(Reading text):
What a strange story marking the end of Jacob’s exile from his homeland. When he first left Canaan, fleeing the wrath of his brother Esau, he slept alone in the wilderness, fearing for his life, dreamed of a stairway to heaven, and there encountered God. To his surprise, God promised to be with him and bless him and bring him back home once more. Now, as he returns, Jacob encounters God once more.
Jacob is almost home. But the night before he arrives, he finds himself alone once more in the wilderness, yet again fearing for his life, fearing his brother Esau. He returns a rich man, with vast herds and flocks, and many servants. He also has two wives and twelve children. God has indeed been with him. God has also told him it is time to come home. But there is still the issue of Esau. Is he still angry? Does he still seek Jacob’s life?
Jacob sends messengers to tell Esau that he and his flocks and servants and family are coming, hoping to find favor with Esau. The messengers return with a report that Esau and 400 men are coming to meet them. Jacob is, understandably, terrified.

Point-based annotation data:
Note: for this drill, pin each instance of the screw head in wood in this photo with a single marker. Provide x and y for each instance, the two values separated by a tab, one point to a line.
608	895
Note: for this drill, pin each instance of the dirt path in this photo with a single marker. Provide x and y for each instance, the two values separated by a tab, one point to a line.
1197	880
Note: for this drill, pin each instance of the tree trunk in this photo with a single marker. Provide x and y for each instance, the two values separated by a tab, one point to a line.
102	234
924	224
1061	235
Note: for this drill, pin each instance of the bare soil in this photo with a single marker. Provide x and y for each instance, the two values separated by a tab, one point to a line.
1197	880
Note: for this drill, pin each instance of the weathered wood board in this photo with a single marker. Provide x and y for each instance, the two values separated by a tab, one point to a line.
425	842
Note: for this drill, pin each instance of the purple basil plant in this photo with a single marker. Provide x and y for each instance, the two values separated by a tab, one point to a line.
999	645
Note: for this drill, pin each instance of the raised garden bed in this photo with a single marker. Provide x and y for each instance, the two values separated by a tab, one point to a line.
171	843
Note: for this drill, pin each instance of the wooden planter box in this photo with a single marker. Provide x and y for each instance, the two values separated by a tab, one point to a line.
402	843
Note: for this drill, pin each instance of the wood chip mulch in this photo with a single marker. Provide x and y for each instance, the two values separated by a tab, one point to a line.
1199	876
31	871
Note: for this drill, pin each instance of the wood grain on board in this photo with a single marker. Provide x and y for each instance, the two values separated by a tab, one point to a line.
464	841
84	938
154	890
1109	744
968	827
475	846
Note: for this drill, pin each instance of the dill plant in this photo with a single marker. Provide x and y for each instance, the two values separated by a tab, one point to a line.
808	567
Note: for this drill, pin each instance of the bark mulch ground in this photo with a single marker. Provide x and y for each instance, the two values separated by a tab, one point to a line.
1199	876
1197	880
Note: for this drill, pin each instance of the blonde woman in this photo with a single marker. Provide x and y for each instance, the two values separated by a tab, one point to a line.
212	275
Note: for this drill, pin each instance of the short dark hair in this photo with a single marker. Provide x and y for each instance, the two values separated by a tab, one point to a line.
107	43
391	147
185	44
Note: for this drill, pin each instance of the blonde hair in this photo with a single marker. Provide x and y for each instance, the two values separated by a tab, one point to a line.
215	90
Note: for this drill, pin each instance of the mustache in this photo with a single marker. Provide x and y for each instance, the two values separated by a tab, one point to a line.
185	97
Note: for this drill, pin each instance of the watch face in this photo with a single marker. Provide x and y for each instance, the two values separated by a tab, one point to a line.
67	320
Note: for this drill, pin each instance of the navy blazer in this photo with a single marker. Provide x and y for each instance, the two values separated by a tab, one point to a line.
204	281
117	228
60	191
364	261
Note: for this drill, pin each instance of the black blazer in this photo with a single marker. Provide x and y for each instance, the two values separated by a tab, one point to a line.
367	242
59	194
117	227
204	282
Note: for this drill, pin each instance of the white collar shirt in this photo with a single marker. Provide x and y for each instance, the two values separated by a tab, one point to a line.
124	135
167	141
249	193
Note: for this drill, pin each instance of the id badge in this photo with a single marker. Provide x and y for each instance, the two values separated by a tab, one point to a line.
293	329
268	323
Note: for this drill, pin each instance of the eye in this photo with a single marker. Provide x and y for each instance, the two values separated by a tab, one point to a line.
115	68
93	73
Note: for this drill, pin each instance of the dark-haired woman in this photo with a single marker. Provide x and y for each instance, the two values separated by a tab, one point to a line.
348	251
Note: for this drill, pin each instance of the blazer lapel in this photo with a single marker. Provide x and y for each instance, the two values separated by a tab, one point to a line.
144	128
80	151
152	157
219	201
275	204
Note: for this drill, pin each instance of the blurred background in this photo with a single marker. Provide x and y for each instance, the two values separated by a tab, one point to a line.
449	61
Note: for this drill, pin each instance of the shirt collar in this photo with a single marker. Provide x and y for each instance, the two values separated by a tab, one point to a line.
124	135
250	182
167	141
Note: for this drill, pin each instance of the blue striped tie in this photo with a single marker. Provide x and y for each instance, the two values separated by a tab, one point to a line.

(Work to complete): Write out the stretch of the passage on Jacob's return from "Jacob sends messengers" through "is, understandably, terrified.". The listing was taken from a separate source.

(Solution for this task):
Jacob sends messengers to tell Esau that he and his flocks and servants and family are coming, hoping to find favor with Esau. The messengers return with a report that Esau and 400 men are coming to meet them. Jacob is, understandably, terrified.